### Document passage:
>>
Serving humanity and the world through the arts
a California 501(c)(3) non-profit foundation
"Black Hawk Waltz: Tales of a Rocky Mountain Town"
The Wakan Foundation for the Arts Documentary film about a true-life Colorado "Northern Exposure" was broadcast on the History Channel and PBS stations
Entirely through the voices of the town's residents and images from its present and past, "Black Hawk Waltz: Tales of a Rocky Mountain Town" tells the story of Black Hawk, Colorado (about 45 minutes west of Denver) from its founding in the 1850s up to the present day. It was in Black Hawk, in the late 1850s, that gold was first discovered in Colorado. The town began as a placer mining camp and grew into an area of underground mines and later a milling and smelting town.
Black Hawk's mushrooming growth in a few short years after its founding inspired newspaperman Horace Greely's phrase about the American Gold Rush, "Go west young man."
Mining in the area stopped after World War II, because the U.S. government stripped the town of most of its steel and iron, including its mining and milling equipment, as a part of America's war scrap metal recycling effort, and the town's economy was almost completely devastated.
Benefiting from its scenic location, Black Hawk became a favorite site of those seeking solitude, including Allen Ginsberg, Jack Kerouac, and other members of the "Beat Generation." Later, Bob Dylan, Joan Baez, and others performed in adjacent Central City and visited Black Hawk. In late 1990, to save Black Hawk and two other former mining towns from closing, the towns' residents and voters of the State of Colorado decided to permit limited stakes gambling, including low stakes black jack, poker, and slot machines.
The film explores the true uniqueness of the residents and history of Black Hawk, as well as some of the changes with the advent of gaming. Gambling brought great economic benefits as well as the diminishing of Black Hawk's small town magic as nearly one half of the town's original residents moved away after gambling. Today, thousands of gamblers descend upon the town every day. The town now has a little more than 100 residents, and gaming provides Black Hawk with an annual budget of over $16 million.
Some of the interesting facts revealed by resident interviews, most of which included in the film:
1) An excavator who digs old outhouses in the Black Hawk area has discovered a variety of things in old outhouse pits including a glass eye, false teeth, and a 100-year-old bottle containing a preserved fetus found behind a former brothel that was presumed to have been discarded by a prostitute.
2) Several older residents remember encounters with the Ute Indians in Black Hawk as recently as the 1930's. At the turn of the century, the Utes would visit Black Hawk to perform dances and in later years would ask certain familiar residents for food.
3) There was a metal submarine built in Black Hawk in the 1800's that was sunk and later raised from a mountain lake 9,000 feet above sea level.
4) A Black Hawk-area resident co-founded a newspaper in the 1970s, "The Little Kingdom Come," to present irreverent and unpublishible accounts of the news that the official local paper would not report. Included in each issue, which is still published "whenever we damn well feel like it," is the "Gunslinger of the Month," a nude centerfold of a local Black Hawk area resident (both men and women) wearing only a cowboy hat (to cover their lower unmentionables), boots, and a six shooter. Centerfolds have included the mayor of Black Hawk's rival city, an attractive bare-breasted grandmother, a mother-daughter team, and the naked trombone section of the renowned Central City Opera sporting only their instruments.
<<
### Written exercise 1:
According to the Black Hawk film description, what did the U.S. government strip from the town after World War II?
### Written exercise 2:
Please list every person named in the Black Hawk film description.
### Written exercise 3:
Extend the Black Hawk film description past its last sentence.
The data is separate material, unrelated to the Black Hawk film description.

### Collected data:
>>
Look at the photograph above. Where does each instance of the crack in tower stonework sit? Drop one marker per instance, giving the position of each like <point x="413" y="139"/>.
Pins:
<<
### Task answer 1:
Most of its steel and iron, including its mining and milling equipment.

### Task answer 2:
Horace Greely, Allen Ginsberg, Jack Kerouac, Bob Dylan, Joan Baez

### Task answer 3:
5) Black Hawk and Central City are adjacent to one another, and the two towns have been rivals since their founding in the 1850s. In the late 1800s, a post office was built in Central City. Residents of Black Hawk were envious, and hooked up the post office to a team of horses in the middle of the night and drug the building to Black Hawk. The next night, residents of Central City drug it back to their town. Postal officials then decided to build a post office in both towns.
6) Folk singer Judy Collins started her career in Black Hawk, and made beer in her bathtub. One night, she mystified her audience with a five minute introduction to a song that had just 17 words: "If you haven't made love to the landlady's daughter, then you shan't have another piece of pie." Audiences were dumb-founded but a local friend planted in the audience clapped enthusiastically in support.
7) Beat poet Jack Kerouac made a stop in the Black Hawk area, which was recounted in his novel, "On the Road." Kerouac was very influenced by his stay in the area and was also reported to have been thrown out of a bar for fighting and bothering local women (not mentioned in his novel).
8) One Black Hawk resident in the early 1900s would ride his trained pig to school. The pig would wait for him at the small schoolhouse until school was over and then take him home.
9) Up until the late 1970s, city saloon patrons would wear six-shooters in holsters, check their gun-belts in at the bar, and then pick them up when they were done drinking for the evening.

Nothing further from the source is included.